PEDIDO DE TRABALHO 1
No texto sobre a condição da humanidade, o que a espécie humana abrange?
PEDIDO DE TRABALHO 2
Traduza para o inglês a seguinte frase do texto sobre a condição da humanidade: “É preciso considerar, todavia, que a humanidade não se encontra toda na Terra, mas apenas uma pequena fração dela.”
PEDIDO DE TRABALHO 3
Prolongue o texto sobre a condição da humanidade a partir do ponto em que ele termina.
═══ TRECHO DA PÁGINA ═══
O suceder constante de crimes bárbaros, atrocidades e crueldades por toda parte, acompanhados de quadros tristes de desonestidades e corrupção, desequilibram a harmonia que se espera para a vida humana.
Espanta-se, pois, em se encontrar sobre a Terra tantas maldades e tantas paixões inferiores, tantas misérias e enfermidades de toda sorte, concluindo-se que miserável coisa é a espécie humana. Esse julgamento provém do ponto de vista limitado em que se está colocado, e que dá uma ideia falsa do conjunto. É preciso considerar, todavia, que a humanidade não se encontra toda na Terra, mas apenas uma pequena fração dela. Porque a espécie humana abrange todos os seres dotados de razão, que povoam os inumeráveis mundos do Universo. Ora, o que seria a população da Terra, diante da população total desses mundos? Bem menos que a de um lugarejo em relação a de um grande império. A condição material e moral da humanidade terrena nada tem, pois, de estranho, se levarmos em conta o destino da Terra e a natureza de sua população.
═══ ENTRADAS EXTRAÍDAS ═══
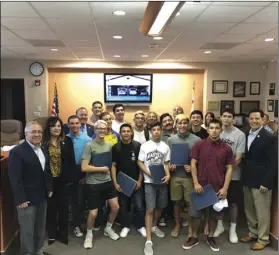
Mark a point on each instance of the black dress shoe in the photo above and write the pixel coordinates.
(51, 241)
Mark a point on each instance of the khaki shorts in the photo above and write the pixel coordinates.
(181, 188)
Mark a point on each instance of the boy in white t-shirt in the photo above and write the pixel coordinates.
(154, 152)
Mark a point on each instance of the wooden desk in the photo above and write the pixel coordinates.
(9, 227)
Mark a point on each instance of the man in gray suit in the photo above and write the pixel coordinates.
(31, 183)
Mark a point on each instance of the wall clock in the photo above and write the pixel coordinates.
(36, 69)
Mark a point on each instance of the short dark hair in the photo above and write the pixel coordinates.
(266, 116)
(97, 102)
(196, 112)
(117, 106)
(125, 125)
(51, 121)
(156, 124)
(257, 110)
(104, 114)
(80, 108)
(164, 115)
(215, 121)
(228, 110)
(73, 117)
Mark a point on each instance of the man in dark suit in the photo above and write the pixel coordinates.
(31, 184)
(82, 113)
(258, 177)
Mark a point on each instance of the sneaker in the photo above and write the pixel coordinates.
(233, 236)
(219, 230)
(124, 232)
(78, 232)
(190, 243)
(148, 250)
(88, 242)
(212, 244)
(162, 222)
(142, 231)
(158, 232)
(110, 233)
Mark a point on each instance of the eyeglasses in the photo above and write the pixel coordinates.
(102, 129)
(33, 132)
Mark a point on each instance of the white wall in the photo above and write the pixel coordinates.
(38, 96)
(271, 77)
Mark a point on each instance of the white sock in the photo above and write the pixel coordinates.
(220, 223)
(233, 226)
(89, 232)
(109, 225)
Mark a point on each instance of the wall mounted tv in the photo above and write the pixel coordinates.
(128, 88)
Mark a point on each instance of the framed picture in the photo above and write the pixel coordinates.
(239, 88)
(226, 104)
(247, 106)
(213, 105)
(276, 109)
(270, 105)
(272, 89)
(219, 87)
(255, 88)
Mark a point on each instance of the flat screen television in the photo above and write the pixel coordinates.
(128, 88)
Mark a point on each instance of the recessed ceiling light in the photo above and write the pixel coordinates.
(269, 39)
(117, 37)
(119, 13)
(157, 38)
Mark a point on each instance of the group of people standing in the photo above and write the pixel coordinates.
(56, 163)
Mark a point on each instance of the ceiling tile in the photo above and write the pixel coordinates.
(24, 23)
(234, 38)
(73, 10)
(35, 34)
(267, 15)
(17, 9)
(227, 13)
(252, 28)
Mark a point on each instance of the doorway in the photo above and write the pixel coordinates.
(13, 100)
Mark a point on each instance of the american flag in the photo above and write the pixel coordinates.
(55, 106)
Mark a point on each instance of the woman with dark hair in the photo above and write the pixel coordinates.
(62, 165)
(209, 116)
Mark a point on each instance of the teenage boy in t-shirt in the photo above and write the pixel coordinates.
(99, 184)
(154, 152)
(124, 158)
(236, 139)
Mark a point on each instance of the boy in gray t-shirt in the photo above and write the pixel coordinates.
(237, 140)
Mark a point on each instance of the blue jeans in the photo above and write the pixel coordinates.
(125, 202)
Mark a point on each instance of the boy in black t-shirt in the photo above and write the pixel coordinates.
(124, 158)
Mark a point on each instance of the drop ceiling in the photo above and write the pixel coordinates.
(85, 30)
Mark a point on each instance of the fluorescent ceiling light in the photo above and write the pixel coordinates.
(163, 16)
(119, 13)
(269, 39)
(157, 38)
═══
ÁREA DE RESPOSTA 1
Todos os seres dotados de razão que povoam os inumeráveis mundos do Universo.

ÁREA DE RESPOSTA 2
It must be considered, however, that humanity is not found entirely on Earth, but only a small fraction of it.

ÁREA DE RESPOSTA 3
Faríamos uma idéia muito falsa da população de uma grande cidade, se a julgássemos pelos moradores dos bairros mais pobres e sórdidos. Num hospital, só vemos doentes e estropiados; numa prisão vemos todas as torpezas, todos os vícios reunidos; nas regiões insalubres, a maior parte dos habitantes são pálidos, fracos e doentes. Pois bem: consideremos a Terra como um arrabalde, um hospital, uma penitenciária, um pantanal, porque ela é tudo isso a um só tempo, e compreenderemos porque as suas aflições sobrepujam os prazeres. Porque não se enviam aos hospitais as pessoas sadias, nem às casas de correção os que não praticam crimes, e nem os hospitais, nem as casas de correção, são lugares de delícias.
Ora, da mesma maneira que , numa cidade, toda a população não se encontra nos hospitais ou nas prisões, assim a humanidade inteira não se encontra na Terra. E como saímos do hospital quando estamos curados, e da prisão quando cumprimos a pena, o homem sai da Terra para mundos mais felizes, quando se acha curado de suas enfermidades morais.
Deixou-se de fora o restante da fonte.